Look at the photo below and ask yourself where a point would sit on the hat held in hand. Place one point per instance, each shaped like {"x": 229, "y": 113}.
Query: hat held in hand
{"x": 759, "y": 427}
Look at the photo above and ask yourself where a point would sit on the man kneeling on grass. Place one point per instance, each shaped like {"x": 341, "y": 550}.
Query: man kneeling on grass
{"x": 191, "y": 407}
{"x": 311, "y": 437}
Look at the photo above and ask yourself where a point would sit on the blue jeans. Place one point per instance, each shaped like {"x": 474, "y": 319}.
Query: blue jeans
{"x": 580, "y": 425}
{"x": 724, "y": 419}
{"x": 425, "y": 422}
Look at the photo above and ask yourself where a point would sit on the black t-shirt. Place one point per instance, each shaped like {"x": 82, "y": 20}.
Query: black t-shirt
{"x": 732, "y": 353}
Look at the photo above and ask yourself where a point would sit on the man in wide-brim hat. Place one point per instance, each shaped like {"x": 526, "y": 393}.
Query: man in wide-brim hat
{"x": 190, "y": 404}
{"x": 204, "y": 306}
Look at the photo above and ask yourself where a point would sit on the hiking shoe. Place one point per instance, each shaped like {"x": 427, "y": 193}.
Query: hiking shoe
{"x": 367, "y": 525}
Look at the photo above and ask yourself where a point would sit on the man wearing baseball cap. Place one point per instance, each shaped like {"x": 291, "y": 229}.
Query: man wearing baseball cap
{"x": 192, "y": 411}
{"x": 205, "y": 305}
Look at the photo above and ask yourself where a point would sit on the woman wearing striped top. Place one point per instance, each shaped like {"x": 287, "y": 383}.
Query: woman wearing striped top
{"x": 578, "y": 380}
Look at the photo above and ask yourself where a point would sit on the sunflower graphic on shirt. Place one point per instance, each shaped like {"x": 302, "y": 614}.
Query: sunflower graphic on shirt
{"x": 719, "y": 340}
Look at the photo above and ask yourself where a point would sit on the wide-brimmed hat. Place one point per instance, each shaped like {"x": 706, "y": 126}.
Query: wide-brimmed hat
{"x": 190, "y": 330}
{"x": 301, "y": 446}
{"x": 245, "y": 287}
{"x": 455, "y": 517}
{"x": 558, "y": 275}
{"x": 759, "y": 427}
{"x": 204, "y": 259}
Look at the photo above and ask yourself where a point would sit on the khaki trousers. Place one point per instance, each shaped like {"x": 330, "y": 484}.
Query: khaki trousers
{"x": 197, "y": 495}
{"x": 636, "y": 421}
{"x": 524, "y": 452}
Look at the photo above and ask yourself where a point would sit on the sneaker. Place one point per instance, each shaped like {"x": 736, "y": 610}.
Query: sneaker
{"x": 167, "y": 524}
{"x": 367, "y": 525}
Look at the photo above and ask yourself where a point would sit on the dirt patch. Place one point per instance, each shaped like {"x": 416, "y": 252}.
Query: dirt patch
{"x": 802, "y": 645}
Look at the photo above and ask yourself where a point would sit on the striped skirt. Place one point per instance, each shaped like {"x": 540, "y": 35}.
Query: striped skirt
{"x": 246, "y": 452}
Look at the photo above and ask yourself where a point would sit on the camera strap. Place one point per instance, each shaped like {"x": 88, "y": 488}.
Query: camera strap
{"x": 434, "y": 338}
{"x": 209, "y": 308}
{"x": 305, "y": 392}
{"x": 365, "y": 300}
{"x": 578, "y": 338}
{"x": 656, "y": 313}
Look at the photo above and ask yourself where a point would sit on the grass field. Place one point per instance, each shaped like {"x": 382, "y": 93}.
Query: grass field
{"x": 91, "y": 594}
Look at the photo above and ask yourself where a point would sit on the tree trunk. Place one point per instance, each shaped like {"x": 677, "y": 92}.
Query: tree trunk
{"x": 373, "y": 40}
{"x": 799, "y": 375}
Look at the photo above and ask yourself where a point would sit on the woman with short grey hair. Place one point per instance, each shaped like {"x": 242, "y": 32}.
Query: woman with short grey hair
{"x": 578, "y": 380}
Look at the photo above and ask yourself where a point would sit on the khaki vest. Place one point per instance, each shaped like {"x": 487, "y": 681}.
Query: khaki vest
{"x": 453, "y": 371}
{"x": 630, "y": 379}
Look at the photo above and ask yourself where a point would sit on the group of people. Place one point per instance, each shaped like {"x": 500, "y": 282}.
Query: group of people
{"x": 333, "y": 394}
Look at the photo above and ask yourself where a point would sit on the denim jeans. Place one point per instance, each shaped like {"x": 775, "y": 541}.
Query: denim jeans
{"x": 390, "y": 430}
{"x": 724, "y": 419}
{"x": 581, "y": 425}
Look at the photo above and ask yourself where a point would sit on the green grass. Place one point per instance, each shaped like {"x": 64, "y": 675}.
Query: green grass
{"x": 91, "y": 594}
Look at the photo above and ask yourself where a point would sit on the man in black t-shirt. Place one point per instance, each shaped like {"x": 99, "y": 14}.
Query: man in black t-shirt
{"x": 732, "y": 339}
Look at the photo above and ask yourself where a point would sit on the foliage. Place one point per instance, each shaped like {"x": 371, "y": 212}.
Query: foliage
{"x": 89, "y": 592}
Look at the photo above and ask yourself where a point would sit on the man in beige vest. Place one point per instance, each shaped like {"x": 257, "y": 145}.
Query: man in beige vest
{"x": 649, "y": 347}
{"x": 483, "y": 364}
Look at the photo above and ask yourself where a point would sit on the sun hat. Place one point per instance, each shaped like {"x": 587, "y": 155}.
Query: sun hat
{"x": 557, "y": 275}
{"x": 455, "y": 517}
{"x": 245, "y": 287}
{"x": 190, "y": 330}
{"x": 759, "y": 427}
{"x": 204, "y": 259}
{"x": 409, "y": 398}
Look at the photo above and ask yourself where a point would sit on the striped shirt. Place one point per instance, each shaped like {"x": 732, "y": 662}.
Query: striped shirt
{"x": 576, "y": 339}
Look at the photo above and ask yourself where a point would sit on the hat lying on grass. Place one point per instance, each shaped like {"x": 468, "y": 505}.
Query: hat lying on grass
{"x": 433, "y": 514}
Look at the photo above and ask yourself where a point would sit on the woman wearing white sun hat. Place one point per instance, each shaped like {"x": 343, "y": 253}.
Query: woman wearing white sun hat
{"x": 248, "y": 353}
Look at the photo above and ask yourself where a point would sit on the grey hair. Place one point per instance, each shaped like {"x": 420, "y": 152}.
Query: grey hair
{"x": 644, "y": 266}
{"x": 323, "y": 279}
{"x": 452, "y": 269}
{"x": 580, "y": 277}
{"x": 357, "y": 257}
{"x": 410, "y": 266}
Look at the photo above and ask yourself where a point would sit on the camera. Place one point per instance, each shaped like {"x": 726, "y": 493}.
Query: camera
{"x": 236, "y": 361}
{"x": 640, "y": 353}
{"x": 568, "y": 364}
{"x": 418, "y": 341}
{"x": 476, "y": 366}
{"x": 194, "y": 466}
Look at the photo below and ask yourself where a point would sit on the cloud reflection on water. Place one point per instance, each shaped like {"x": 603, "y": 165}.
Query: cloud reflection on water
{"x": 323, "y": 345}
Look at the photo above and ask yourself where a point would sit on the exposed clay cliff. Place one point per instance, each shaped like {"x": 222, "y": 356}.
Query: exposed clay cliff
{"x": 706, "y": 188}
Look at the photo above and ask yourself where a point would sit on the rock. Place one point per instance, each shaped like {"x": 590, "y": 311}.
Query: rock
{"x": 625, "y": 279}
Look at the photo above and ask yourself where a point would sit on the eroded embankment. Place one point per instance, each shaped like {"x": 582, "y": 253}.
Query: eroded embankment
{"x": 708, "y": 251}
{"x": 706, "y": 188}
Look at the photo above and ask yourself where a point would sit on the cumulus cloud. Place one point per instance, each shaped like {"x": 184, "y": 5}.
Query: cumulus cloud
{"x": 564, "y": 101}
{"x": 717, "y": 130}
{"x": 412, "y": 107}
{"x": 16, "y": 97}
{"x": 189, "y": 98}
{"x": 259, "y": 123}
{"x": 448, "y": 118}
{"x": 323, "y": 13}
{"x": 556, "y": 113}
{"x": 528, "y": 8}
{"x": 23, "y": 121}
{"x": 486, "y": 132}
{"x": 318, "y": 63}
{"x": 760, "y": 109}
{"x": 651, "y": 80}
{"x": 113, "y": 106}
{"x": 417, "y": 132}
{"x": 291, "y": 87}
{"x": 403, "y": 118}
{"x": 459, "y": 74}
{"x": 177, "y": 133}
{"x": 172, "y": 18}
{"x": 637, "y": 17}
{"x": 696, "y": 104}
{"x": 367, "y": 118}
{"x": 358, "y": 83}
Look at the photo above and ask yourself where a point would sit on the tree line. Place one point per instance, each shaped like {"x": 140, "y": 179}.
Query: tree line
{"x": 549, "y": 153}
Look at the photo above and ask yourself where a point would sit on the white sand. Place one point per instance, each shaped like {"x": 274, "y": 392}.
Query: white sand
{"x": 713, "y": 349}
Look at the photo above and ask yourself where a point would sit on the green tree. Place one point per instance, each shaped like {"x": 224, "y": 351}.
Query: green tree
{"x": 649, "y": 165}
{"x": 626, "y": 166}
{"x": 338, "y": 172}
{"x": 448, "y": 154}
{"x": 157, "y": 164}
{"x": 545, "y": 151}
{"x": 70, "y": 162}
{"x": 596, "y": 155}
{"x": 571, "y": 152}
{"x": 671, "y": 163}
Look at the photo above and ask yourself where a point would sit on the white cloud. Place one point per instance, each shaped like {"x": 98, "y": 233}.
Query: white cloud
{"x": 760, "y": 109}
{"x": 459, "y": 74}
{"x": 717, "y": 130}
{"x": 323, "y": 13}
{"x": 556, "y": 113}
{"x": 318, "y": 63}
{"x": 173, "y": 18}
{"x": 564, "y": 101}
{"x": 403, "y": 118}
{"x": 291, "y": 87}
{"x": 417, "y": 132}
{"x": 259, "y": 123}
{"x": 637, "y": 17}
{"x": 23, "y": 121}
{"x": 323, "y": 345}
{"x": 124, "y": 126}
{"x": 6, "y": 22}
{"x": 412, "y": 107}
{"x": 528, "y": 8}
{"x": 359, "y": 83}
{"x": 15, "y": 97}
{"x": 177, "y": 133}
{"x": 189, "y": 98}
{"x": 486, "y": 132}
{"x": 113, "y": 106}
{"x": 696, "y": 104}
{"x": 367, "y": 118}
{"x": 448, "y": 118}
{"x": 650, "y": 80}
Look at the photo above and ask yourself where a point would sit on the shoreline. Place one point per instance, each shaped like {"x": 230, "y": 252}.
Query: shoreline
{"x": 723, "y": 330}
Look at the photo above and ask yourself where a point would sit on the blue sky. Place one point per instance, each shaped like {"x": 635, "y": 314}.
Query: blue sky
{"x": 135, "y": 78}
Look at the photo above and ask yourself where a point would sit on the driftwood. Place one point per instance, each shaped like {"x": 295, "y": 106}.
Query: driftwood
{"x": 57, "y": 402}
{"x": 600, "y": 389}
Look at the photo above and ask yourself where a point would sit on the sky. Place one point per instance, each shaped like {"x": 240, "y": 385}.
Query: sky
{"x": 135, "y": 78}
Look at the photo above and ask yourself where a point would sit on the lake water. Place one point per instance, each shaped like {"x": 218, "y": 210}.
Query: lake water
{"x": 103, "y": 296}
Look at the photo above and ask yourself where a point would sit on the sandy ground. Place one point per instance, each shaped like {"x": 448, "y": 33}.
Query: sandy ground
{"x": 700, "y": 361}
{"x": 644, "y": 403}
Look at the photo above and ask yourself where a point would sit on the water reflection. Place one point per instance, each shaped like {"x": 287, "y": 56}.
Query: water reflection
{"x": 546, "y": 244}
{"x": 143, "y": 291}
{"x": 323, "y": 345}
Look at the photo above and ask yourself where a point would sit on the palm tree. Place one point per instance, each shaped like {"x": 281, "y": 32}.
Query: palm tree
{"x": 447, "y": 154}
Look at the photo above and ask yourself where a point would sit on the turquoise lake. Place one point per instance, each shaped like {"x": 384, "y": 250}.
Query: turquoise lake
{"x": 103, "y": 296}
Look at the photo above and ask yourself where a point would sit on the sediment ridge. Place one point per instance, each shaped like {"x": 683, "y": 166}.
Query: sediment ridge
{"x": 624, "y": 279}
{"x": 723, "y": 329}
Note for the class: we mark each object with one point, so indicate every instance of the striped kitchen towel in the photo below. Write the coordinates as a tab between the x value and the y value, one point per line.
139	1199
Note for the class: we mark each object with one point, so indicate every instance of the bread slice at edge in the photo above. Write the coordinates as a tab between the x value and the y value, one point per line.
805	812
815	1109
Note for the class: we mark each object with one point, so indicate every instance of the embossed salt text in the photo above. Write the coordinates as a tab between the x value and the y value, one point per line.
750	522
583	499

PROBLEM STATEMENT
Substitute "sugar" for "salt" in the data, from the line containing "of the embossed" through the end of the data. Output only those lines, unchanged apart from that replacement.

TASK OUTPUT
Note for the class: we mark each object with one point, so indicate every instance of the embossed sugar text in the photo above. Write the coordinates as a tab between the x value and the y value, one point per line.
750	522
583	499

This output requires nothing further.